March 2013—Regular readers know that the CAP has spent the past several years exploring how we can ensure a bright future for pathology. The future, of course, as my adult children would quip, is “ours, but also ours to lose.”

As we embrace new tools that enable us to decipher the molecular code of life, unravel the essential causes of disease, and develop miraculous new therapies, payment models are also evolving in fundamental ways. It appears likely that fee-for-service will be replaced by schemes that more directly measure value in terms of improved outcomes and cost efficiency.

Some 70 CAP members developed the data that built our Case for Change. With that in hand, we commissioned G2 Intelligence to help us formulate practical new ways to secure our economic future. “Promising Practice Pathways,” an astute, arms-length view of our opportunities and challenges, is the product. Written by pathologist Eleanor J. Herriman, MD, MBA, who heads the company’s advisory services, the pathways document is available for download at yourpathyourchoice.org.

“Promising Practice Pathways” offers concrete advice for pathologists who are coming to grips with the uncertainties of an evolving health care environment. It sets out fundamental considerations, which include urgency, risk, and reward. The four pathways that have been developed focus on new and more extensive services in oncology, diagnostic services, coordinated population care settings such as ACOs, and ambulatory patient diagnostic service centers.

● INFORMATION GIVEN:
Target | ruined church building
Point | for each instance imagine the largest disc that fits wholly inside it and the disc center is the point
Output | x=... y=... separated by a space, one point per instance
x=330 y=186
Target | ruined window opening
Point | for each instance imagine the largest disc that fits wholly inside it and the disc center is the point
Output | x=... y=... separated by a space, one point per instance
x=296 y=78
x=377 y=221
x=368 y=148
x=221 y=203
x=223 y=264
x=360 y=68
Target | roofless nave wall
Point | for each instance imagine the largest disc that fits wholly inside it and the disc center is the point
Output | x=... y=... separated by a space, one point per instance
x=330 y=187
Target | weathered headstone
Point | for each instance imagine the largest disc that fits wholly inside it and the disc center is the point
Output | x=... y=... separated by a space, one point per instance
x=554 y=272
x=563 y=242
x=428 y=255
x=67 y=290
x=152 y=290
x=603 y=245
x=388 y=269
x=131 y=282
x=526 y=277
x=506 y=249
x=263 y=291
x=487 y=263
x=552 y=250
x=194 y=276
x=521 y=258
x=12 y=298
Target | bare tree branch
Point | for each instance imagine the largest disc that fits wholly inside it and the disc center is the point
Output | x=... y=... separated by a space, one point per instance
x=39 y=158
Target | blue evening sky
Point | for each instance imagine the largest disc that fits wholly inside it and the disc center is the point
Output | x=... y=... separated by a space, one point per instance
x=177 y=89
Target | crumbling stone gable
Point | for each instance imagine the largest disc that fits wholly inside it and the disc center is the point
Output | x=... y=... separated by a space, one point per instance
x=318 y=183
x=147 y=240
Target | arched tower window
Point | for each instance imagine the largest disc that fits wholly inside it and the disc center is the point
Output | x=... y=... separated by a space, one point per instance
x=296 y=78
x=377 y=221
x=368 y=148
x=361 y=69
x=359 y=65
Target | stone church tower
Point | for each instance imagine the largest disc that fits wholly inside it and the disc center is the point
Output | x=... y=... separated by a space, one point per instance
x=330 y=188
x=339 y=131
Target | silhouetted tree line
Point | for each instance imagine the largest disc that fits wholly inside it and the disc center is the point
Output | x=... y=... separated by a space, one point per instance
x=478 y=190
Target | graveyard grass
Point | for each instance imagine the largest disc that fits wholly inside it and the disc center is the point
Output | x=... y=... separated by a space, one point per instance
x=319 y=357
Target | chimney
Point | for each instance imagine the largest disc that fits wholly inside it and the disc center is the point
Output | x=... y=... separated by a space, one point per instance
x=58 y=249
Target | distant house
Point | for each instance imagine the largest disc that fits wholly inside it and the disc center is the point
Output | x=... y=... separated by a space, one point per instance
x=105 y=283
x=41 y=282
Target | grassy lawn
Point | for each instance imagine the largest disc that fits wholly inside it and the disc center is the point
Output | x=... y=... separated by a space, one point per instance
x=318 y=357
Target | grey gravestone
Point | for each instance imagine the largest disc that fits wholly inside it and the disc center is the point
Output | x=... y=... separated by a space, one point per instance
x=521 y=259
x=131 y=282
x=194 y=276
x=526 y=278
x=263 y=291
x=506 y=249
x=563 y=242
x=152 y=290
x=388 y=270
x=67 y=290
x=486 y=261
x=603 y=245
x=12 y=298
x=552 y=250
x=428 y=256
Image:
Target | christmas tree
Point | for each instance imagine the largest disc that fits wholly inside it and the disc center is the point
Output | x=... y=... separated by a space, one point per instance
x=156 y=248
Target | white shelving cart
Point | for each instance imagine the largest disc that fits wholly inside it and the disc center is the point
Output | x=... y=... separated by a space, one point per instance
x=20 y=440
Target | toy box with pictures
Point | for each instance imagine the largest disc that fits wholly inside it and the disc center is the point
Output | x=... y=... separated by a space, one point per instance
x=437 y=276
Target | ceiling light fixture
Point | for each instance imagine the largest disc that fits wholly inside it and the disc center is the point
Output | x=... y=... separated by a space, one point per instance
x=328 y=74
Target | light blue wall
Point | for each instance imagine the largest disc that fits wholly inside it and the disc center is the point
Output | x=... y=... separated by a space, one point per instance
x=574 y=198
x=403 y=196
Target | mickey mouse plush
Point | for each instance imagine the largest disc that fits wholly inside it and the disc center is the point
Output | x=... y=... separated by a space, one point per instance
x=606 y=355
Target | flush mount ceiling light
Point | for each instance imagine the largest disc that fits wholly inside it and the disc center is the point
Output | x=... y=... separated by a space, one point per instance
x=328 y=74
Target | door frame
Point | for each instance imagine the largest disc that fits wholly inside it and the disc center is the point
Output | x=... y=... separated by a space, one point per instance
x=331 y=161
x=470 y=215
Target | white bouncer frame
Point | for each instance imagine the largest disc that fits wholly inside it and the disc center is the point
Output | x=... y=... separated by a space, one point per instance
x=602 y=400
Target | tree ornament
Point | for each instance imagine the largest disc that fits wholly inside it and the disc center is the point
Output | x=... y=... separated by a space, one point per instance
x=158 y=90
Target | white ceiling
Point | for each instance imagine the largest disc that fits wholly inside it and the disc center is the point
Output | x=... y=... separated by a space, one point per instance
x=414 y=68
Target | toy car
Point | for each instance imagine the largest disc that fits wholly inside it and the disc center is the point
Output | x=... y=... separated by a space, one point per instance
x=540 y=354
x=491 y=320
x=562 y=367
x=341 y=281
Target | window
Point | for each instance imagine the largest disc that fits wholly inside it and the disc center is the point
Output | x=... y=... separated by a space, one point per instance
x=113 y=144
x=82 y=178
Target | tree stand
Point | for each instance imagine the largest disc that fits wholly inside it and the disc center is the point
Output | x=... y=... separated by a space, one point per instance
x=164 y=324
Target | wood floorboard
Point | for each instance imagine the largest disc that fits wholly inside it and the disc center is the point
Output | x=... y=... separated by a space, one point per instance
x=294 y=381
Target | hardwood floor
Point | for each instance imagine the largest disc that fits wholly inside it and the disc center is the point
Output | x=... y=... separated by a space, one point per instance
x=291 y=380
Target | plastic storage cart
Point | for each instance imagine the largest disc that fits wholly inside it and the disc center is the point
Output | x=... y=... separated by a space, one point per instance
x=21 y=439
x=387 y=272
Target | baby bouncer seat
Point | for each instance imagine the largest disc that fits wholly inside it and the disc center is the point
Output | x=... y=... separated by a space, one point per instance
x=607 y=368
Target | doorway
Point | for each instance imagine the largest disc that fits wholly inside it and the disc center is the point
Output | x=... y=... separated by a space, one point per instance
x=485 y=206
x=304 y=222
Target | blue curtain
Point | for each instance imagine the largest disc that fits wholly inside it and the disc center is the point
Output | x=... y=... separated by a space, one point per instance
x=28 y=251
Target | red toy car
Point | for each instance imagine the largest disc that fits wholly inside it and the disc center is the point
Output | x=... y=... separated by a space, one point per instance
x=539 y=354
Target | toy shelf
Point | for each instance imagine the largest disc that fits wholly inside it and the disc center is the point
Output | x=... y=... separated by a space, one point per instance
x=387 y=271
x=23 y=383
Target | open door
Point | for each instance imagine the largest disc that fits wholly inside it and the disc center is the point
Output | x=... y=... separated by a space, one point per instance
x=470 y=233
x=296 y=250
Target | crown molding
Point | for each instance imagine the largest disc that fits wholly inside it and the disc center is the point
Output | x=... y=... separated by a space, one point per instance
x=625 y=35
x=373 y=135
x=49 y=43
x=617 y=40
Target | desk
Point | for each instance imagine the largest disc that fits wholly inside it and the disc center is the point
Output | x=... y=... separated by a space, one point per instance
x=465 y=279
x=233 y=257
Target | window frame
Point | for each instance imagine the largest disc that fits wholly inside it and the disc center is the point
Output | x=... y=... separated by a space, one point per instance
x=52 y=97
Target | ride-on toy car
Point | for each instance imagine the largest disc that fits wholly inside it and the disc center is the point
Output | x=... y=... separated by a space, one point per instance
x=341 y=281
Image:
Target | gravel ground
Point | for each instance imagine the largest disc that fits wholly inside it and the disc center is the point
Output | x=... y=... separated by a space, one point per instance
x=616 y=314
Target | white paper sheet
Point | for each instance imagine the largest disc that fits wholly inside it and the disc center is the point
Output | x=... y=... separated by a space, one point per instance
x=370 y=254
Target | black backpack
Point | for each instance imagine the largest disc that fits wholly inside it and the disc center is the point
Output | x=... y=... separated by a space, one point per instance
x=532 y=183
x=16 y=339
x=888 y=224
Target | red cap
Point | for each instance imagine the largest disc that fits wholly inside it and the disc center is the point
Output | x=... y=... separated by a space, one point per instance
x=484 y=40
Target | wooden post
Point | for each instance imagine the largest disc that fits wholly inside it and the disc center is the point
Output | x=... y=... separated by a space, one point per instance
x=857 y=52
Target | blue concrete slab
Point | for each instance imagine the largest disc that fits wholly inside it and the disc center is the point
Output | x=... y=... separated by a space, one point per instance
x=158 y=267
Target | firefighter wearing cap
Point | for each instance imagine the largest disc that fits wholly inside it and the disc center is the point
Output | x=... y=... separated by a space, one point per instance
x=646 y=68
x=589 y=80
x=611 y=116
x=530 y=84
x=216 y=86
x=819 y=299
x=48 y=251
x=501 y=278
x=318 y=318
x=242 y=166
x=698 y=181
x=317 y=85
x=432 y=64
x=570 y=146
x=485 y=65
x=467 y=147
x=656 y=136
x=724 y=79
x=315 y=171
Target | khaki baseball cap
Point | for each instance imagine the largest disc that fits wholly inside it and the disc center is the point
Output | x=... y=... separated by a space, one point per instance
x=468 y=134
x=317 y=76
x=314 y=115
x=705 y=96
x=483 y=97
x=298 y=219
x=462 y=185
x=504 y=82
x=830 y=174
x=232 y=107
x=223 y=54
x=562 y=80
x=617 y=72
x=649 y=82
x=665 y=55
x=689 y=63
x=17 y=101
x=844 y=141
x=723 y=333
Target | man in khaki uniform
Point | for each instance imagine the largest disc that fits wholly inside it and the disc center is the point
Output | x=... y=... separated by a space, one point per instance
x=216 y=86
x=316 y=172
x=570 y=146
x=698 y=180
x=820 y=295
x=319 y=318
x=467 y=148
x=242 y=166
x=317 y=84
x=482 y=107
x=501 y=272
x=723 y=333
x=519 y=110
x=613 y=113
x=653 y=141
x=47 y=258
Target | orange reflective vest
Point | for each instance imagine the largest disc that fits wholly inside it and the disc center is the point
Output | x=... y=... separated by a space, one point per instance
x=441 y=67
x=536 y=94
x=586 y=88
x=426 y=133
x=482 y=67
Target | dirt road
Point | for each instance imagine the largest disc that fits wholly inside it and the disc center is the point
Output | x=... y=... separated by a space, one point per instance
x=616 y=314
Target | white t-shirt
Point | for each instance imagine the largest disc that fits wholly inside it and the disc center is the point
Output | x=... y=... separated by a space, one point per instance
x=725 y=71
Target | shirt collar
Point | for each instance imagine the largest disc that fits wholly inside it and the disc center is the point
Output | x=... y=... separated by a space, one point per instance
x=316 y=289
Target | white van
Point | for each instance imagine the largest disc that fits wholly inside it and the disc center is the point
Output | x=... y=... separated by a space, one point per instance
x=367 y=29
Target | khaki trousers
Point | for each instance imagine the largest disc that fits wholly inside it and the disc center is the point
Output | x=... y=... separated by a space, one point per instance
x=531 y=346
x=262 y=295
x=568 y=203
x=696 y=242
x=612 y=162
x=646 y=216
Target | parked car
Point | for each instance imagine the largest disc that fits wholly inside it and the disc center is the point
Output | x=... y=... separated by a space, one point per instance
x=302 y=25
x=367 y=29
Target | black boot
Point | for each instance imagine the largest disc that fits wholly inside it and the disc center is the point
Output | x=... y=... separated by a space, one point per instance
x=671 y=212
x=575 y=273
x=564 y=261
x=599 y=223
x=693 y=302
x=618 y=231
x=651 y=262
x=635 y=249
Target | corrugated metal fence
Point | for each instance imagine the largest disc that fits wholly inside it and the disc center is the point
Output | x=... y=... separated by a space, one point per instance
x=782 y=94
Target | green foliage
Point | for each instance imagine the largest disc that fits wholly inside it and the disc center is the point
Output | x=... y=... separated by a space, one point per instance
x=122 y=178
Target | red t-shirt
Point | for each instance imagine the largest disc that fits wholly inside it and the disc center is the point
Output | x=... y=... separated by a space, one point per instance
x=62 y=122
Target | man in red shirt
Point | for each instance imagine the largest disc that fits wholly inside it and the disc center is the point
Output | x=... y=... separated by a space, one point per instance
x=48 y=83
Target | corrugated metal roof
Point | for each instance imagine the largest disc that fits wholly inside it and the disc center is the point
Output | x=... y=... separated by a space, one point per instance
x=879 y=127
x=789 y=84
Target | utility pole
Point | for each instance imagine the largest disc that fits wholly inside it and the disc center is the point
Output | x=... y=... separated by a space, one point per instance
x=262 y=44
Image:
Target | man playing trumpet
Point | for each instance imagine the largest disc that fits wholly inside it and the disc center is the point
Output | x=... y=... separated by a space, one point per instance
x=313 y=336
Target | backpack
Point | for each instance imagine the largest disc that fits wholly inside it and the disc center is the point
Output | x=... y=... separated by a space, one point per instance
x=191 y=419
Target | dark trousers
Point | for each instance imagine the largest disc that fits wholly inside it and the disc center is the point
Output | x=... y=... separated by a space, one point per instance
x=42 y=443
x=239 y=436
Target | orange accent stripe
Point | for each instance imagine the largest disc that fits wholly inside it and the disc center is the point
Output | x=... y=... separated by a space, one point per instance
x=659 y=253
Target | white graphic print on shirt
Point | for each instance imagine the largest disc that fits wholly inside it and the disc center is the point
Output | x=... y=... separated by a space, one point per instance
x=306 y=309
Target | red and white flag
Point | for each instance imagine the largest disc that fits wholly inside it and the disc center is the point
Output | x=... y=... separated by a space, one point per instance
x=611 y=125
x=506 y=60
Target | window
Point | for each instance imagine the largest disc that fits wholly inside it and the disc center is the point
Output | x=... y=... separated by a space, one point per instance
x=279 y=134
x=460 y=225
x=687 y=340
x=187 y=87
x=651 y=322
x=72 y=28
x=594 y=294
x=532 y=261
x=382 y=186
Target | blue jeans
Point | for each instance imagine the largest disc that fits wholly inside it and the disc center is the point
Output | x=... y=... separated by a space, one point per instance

● INSTRUCTIONS TO FOLLOW: Pick up the text on pathology's future and the "Promising Practice Pathways" document right after its last sentence and write the next part. The records are unrelated to the text and come from a separate source.

● TASK RESPONSE:
To my mind, fee-for-service has become unsustainable, if only because it is about thinking small. How did we come to a system where compensation is based on test volume? It’s not surprising that the public discourse about health care is now so often focused on shrinking resources and competing needs.

Health care payment is moving to a value-based model designed to reward care that improves quality and lowers costs. Those who step up and embrace risk will find themselves working more closely with other clinicians, administrators, and possibly policymakers, tweaking measures to improve population-based care, creating evidence-based treatment schemes, and putting an end to the perception that our expertise is limited to tissue analysis and test management. The vocabulary may have changed, but fundamentally this is a return to our roots.

Pathologists are uniquely positioned to provide knowledge services that will enable optimal patient care outcomes and improved efficiencies. We need to get the word out on that point, which calls for initiative, energy, and healthy risk-taking.